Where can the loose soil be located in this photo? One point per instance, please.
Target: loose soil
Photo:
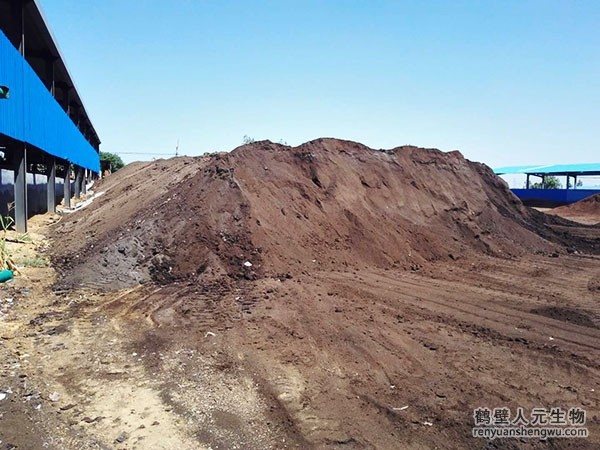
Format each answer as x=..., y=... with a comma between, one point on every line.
x=321, y=296
x=586, y=211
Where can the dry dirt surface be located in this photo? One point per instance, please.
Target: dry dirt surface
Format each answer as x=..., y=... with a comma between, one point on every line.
x=320, y=296
x=586, y=211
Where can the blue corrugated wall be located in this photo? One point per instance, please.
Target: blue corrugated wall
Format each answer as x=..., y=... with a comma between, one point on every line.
x=32, y=115
x=555, y=195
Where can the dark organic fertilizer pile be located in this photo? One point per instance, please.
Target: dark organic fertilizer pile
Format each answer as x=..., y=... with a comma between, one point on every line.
x=344, y=297
x=266, y=208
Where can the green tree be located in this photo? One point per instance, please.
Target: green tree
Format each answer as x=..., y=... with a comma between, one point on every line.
x=247, y=140
x=115, y=160
x=550, y=182
x=570, y=184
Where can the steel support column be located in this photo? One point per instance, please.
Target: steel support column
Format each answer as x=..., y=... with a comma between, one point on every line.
x=77, y=192
x=20, y=186
x=84, y=182
x=67, y=186
x=51, y=185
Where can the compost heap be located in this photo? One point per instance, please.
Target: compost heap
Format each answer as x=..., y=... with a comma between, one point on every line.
x=266, y=209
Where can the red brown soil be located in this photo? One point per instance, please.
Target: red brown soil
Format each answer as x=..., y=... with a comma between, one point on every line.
x=586, y=211
x=375, y=280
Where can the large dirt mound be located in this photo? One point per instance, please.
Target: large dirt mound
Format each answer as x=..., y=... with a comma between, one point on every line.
x=272, y=210
x=584, y=211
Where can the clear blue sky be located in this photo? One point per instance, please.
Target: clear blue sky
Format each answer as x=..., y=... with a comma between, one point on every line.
x=505, y=82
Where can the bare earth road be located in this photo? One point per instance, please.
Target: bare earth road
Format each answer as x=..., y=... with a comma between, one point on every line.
x=362, y=355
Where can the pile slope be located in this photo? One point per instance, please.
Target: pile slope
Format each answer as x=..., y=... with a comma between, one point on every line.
x=330, y=296
x=268, y=209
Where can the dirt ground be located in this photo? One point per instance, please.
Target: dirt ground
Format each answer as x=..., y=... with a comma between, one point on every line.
x=374, y=314
x=586, y=211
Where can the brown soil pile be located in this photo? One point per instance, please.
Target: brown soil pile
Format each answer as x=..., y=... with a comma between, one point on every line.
x=322, y=296
x=266, y=209
x=586, y=211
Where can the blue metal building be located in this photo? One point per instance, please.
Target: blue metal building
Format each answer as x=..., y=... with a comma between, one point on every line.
x=44, y=127
x=553, y=197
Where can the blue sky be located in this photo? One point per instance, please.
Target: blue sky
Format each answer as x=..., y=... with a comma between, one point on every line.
x=504, y=82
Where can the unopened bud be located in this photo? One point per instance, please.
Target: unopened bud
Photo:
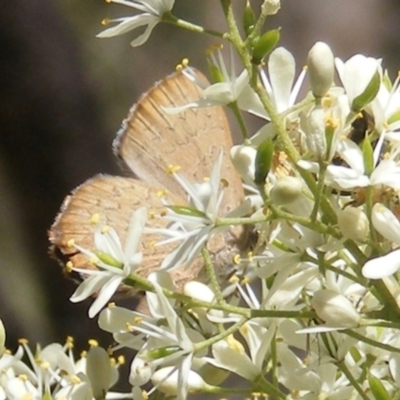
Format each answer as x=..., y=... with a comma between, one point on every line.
x=286, y=190
x=335, y=309
x=353, y=223
x=166, y=380
x=320, y=68
x=264, y=44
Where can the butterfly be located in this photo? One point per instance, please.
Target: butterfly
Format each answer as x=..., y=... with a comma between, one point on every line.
x=150, y=140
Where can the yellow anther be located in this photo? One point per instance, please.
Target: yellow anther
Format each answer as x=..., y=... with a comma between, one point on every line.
x=121, y=360
x=105, y=229
x=95, y=219
x=332, y=122
x=162, y=193
x=130, y=327
x=93, y=343
x=236, y=259
x=172, y=169
x=69, y=266
x=224, y=183
x=245, y=281
x=75, y=380
x=93, y=261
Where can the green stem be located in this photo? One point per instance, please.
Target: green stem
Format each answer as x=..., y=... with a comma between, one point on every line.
x=212, y=275
x=342, y=366
x=171, y=19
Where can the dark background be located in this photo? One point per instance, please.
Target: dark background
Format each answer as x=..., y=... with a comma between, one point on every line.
x=63, y=95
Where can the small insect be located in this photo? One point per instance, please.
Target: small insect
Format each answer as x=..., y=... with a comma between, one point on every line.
x=149, y=140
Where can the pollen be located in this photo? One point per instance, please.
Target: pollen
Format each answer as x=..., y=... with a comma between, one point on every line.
x=183, y=64
x=95, y=219
x=68, y=266
x=224, y=183
x=93, y=343
x=245, y=281
x=75, y=379
x=162, y=193
x=121, y=360
x=237, y=259
x=105, y=229
x=172, y=169
x=332, y=122
x=213, y=48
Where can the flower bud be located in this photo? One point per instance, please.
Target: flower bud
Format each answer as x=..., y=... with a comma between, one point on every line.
x=166, y=380
x=335, y=309
x=270, y=7
x=264, y=44
x=353, y=223
x=98, y=370
x=2, y=338
x=249, y=18
x=198, y=291
x=320, y=68
x=243, y=158
x=263, y=161
x=141, y=372
x=313, y=125
x=286, y=190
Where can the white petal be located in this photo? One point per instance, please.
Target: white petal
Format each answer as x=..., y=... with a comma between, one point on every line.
x=386, y=223
x=105, y=295
x=382, y=267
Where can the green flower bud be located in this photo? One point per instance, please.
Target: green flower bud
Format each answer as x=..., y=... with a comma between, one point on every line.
x=335, y=309
x=353, y=223
x=263, y=161
x=264, y=44
x=320, y=68
x=249, y=18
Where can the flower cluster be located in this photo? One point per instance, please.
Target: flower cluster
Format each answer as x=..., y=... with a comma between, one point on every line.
x=287, y=280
┄┄┄┄┄┄
**Description of the task**
Repeat the listing above verbatim, but exclude the pictures it contains.

**Answer section**
Where can the loose soil be located in this photo? One point per instance, please.
Target: loose soil
Photo:
Format each answer as x=..., y=... with a comma between, one point on every line.
x=321, y=296
x=586, y=211
Where can the dry dirt surface be located in this photo? One point per instance, please.
Target: dry dirt surface
Format each answer as x=..., y=... with a comma between, one point on every line.
x=320, y=296
x=586, y=211
Where can the blue corrugated wall be located in this photo? One point per instance, please.
Target: blue corrugated wall
Format each answer as x=..., y=... with a comma between, one point on every line.
x=32, y=115
x=555, y=195
Where can the dark organic fertilizer pile be located in this photo? One point per instance, please.
Target: dark organic fertilizer pile
Format each answer as x=..., y=... with a comma between, one point on every line.
x=344, y=297
x=266, y=208
Where can the green tree be located in this photo? One point per instance, please.
Target: green tree
Format each answer as x=..., y=... with a comma between, one point on every line.
x=247, y=140
x=115, y=160
x=550, y=182
x=570, y=184
Where can the steel support column be located in this photo? One point per instance, please.
Target: steel support column
Format each answer as x=..., y=... with a comma between, one point on every line.
x=77, y=192
x=20, y=186
x=84, y=182
x=67, y=186
x=51, y=185
Where can the compost heap be located in this photo? One point per instance, please.
Target: compost heap
Format each answer as x=..., y=... with a comma between, one point on every line.
x=266, y=209
Where can the red brown soil be located in this photo? One point per instance, please.
Target: red brown soil
Format each answer as x=..., y=... with a comma between, one point on every line.
x=586, y=211
x=375, y=280
Where can the large dirt mound be located in this photo? One point per instance, please.
Target: large dirt mound
Format each answer as x=..., y=... with a comma between, one point on every line.
x=272, y=210
x=584, y=211
Where can the clear blue sky be located in this photo? One point per instance, please.
Target: clear blue sky
Format each answer as x=..., y=... with a comma between, one point on every line.
x=505, y=82
Where can the bare earth road be located in this photo? One point per instance, please.
Target: bare earth road
Format each answer as x=..., y=... with a comma between, one point on every line.
x=362, y=355
Where can the pile slope be located in this photo? One point per instance, please.
Target: pile slope
Format each answer as x=..., y=... with a comma between, one point on every line.
x=330, y=296
x=268, y=209
Where can the dirt ground be located in this photo? One point per instance, please.
Target: dirt ground
Format each answer as x=..., y=... with a comma between, one point on every line.
x=374, y=314
x=586, y=211
Where can the brown soil pile be located in this photo? One point per instance, please.
Target: brown soil pile
Format each answer as x=..., y=... with a comma between, one point on every line.
x=322, y=296
x=266, y=209
x=586, y=211
Where can the blue metal building be located in this photo? One point per instance, please.
Target: blue metal building
Format each answer as x=..., y=... with a comma between, one point on every line.
x=44, y=127
x=553, y=197
Where can the blue sky be located in this photo? One point per instance, please.
Target: blue sky
Format each answer as x=..., y=... with a comma between, one point on every line.
x=504, y=82
Where can the unopened bud be located in this photo? One point per instance, please.
Target: unopened bud
Photo:
Format each answer as x=..., y=... with a comma between, one point on every line.
x=286, y=190
x=335, y=309
x=353, y=223
x=166, y=380
x=320, y=68
x=264, y=44
Where can the butterfly be located in this photo? One point per instance, please.
Target: butterfly
Format each answer as x=..., y=... with a comma between, one point on every line.
x=150, y=140
Where can the yellow anther be located in this photo? One point per instance, please.
Target: yellow anther
Format each answer as x=..., y=... with a comma between, one point on every line.
x=121, y=360
x=105, y=229
x=95, y=219
x=332, y=122
x=162, y=193
x=130, y=327
x=93, y=343
x=236, y=259
x=172, y=169
x=69, y=266
x=224, y=183
x=245, y=281
x=75, y=380
x=93, y=261
Where can the green stem be located in this photo? One point per instance, please.
Target: green stem
Format each answer as x=..., y=... with a comma between, one point on every line.
x=212, y=275
x=342, y=366
x=171, y=19
Where can the dark background be located in this photo? One point per instance, please.
Target: dark background
Format each answer as x=..., y=... with a comma between, one point on every line.
x=63, y=95
Where can the small insect be located in this photo? One point per instance, please.
Target: small insect
Format each answer as x=..., y=... with a comma between, one point on every line.
x=149, y=140
Where can the pollen be located in this photo? One point per instance, please.
Target: pollen
Format each answer as x=..., y=... with a comma between, one point on every line.
x=183, y=64
x=95, y=219
x=68, y=266
x=224, y=183
x=93, y=343
x=245, y=281
x=75, y=379
x=162, y=193
x=121, y=360
x=237, y=259
x=105, y=229
x=172, y=169
x=332, y=122
x=213, y=48
Where can the flower bud be located in this photo? One point per instance, please.
Target: flower bud
Format each answer as x=..., y=... with a comma between, one point on every line.
x=166, y=380
x=335, y=309
x=270, y=7
x=264, y=44
x=353, y=223
x=98, y=370
x=2, y=338
x=249, y=18
x=198, y=291
x=320, y=68
x=243, y=158
x=263, y=161
x=141, y=372
x=313, y=125
x=286, y=190
Where can the white petal be located in this photo? One point per instance, please.
Target: white petal
Format each answer as x=..., y=... with a comma between, one point on every line.
x=386, y=223
x=105, y=295
x=382, y=267
Where can the green flower bud be located in this photo? One point per instance, please.
Target: green flower bud
Format each answer as x=..., y=... with a comma between, one point on every line.
x=335, y=309
x=353, y=223
x=263, y=161
x=264, y=44
x=320, y=68
x=249, y=18
Where can the flower cluster be located in this photo? One point per instance, please.
Target: flower cluster
Format each answer as x=..., y=... with a comma between, one point on every line.
x=287, y=280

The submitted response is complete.